═══ TEXT SECTION
The advice the administration was getting from economists like Joseph Stiglitz, who had seen the crisis coming years before, was to use the moment to completely reshape the financial sector: nationalize the biggest, most troubled banks; toss out their management; break them up into smaller banks; have the government strip out and sell off the “toxic” assets on their books; downsize executive salaries and bonuses; and, in general, shrink the size of Wall Street, the better to limit its baleful influence on the rest of the economy.
Obama’s top economic advisers thought such a dramatic overhaul was both unnecessary and reckless to consider in the midst of an economic crisis; firemen don’t rethink sprinkler regulations while an apartment building is ablaze, after all. Instead, Timothy Geithner’s Treasury Department crafted a much more targeted intervention, aimed at stabilizing the financial markets and getting the economy back on track at the lowest possible cost to government. Rather than have the taxpayers assume the risky and expensive burden of taking over the banks—an expense that Congress, having already approved TARP and the stimulus, was in no mood to authorize—Geithner’s plan was to convince investors to come in and recapitalize them. His plan had three main parts. First, the Treasury, working with the Fed and other agencies, ran “stress tests” of the banks to determine the fragility of their books and how much more capital they’d need to be able to survive and lend in an even more dire economic scenario than was expected at the time. Second, it gave banks six months to raise that amount of capital from private investors, and said that, if they failed, Treasury would use taxpayer dollars to buy ownership shares of the banks at a preset price, effectively establishing a floor for private investors. Third, it created a fund, with both public and private dollars, to buy the toxic assets on the banks’ books, thereby giving some assurance that there would be a market for those assets.
══════
═══ DATA EXTRACT
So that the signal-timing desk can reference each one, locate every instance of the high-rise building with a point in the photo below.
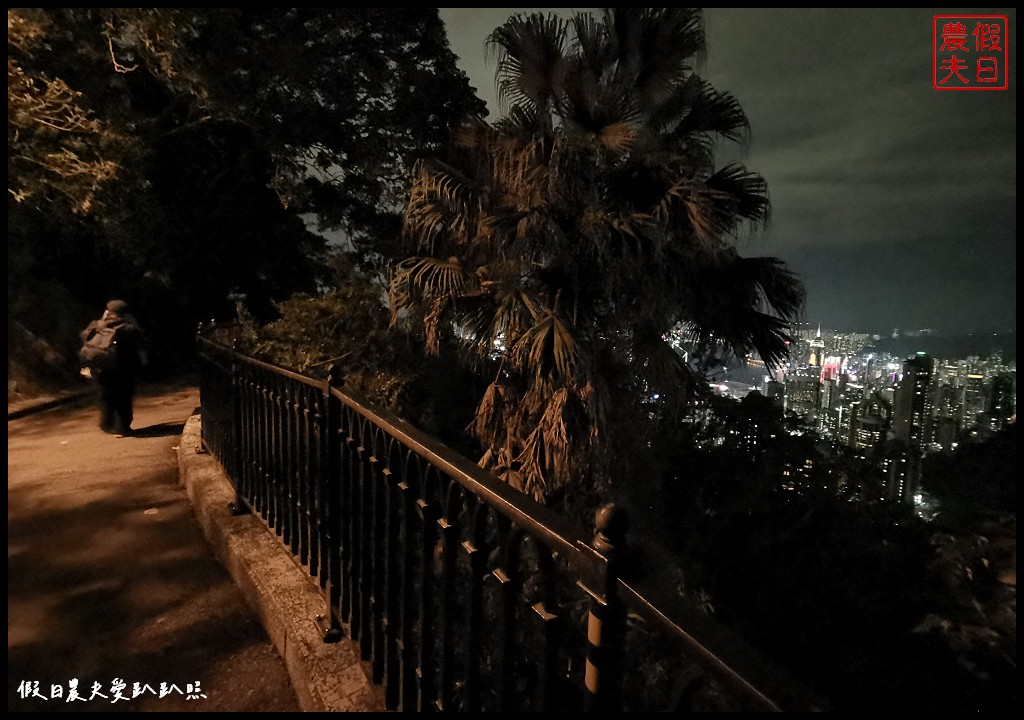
══════
_PROBLEM DETAILS:_ Copy the text on the bank rescue plan word for word, from "The advice the" to "of the economy.".

_SOLUTION TO THE PROBLEM:_
The advice the administration was getting from economists like Joseph Stiglitz, who had seen the crisis coming years before, was to use the moment to completely reshape the financial sector: nationalize the biggest, most troubled banks; toss out their management; break them up into smaller banks; have the government strip out and sell off the “toxic” assets on their books; downsize executive salaries and bonuses; and, in general, shrink the size of Wall Street, the better to limit its baleful influence on the rest of the economy.